#### Selected excerpt
= = = = = = =

Jazz critic Whitney Balliett once described jazz as “the sound of surprise.” While Yo La Tengo don’t play jazz, the description applies.

For 27 years they have been a remarkably consistent, almost comforting presence on the American pop scene, yet we love their genius because they are not afraid to surprise us.

Yo La Tengo is not a jazz combo, but they think like jazz musicians. They constantly redefine their own boundaries, stretch their songs into new shapes, and often restructure their old songs into new forms.

Yo La Tengo | Night Falls On Hoboken
httpv://https://youtube.com/watch?v=5f5fRi8kOLg

The new album Fade is the most direct, personal and cohesive one of Yo La Tengo’s career. Recorded with John McEntire at Soma Studios in Chicago, it recalls the sonic innovation and lush cohesion of career high points like 1997‘s I Can Hear the Heart Beating as One and 2000’s …And Then Nothing Turned Itself Inside Out.

The album is a tapestry of fine melody and elegant noise, rhythmic shadowplay and shy- eyed orchestral beauty, songfulness and experimentation.

= = = = = = =

#### Point annotation dataset records
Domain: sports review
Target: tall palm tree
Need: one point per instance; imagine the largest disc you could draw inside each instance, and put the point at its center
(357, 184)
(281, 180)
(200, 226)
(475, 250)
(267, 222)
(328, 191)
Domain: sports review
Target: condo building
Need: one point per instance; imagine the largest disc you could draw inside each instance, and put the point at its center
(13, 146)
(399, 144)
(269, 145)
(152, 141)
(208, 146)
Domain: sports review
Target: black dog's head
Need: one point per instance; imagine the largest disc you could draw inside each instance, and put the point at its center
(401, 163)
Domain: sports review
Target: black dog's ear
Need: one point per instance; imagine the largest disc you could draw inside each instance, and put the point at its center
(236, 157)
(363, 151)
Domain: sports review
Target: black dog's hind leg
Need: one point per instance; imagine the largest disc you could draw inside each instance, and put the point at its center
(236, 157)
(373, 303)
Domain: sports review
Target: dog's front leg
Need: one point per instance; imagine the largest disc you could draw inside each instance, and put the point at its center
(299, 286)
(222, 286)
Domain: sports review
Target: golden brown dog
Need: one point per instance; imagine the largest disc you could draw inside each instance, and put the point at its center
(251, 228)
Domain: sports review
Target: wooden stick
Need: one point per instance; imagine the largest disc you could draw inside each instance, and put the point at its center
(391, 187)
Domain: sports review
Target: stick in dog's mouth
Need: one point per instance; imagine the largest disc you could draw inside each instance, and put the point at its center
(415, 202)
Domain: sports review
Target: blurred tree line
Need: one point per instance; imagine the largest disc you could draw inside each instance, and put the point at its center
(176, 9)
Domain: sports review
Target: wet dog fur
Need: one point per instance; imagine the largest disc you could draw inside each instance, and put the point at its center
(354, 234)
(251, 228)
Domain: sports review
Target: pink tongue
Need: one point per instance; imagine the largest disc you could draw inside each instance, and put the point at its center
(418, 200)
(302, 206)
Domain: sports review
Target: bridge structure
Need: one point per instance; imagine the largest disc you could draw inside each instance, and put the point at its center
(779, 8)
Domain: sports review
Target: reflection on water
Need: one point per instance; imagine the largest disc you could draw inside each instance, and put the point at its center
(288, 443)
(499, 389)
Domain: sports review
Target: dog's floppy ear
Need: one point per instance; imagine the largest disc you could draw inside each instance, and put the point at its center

= = = = = = =

#### Work required
Please list every album title named in the Yo La Tengo piece.

#### Response
- Fade
- I Can Hear the Heart Beating as One
- …And Then Nothing Turned Itself Inside Out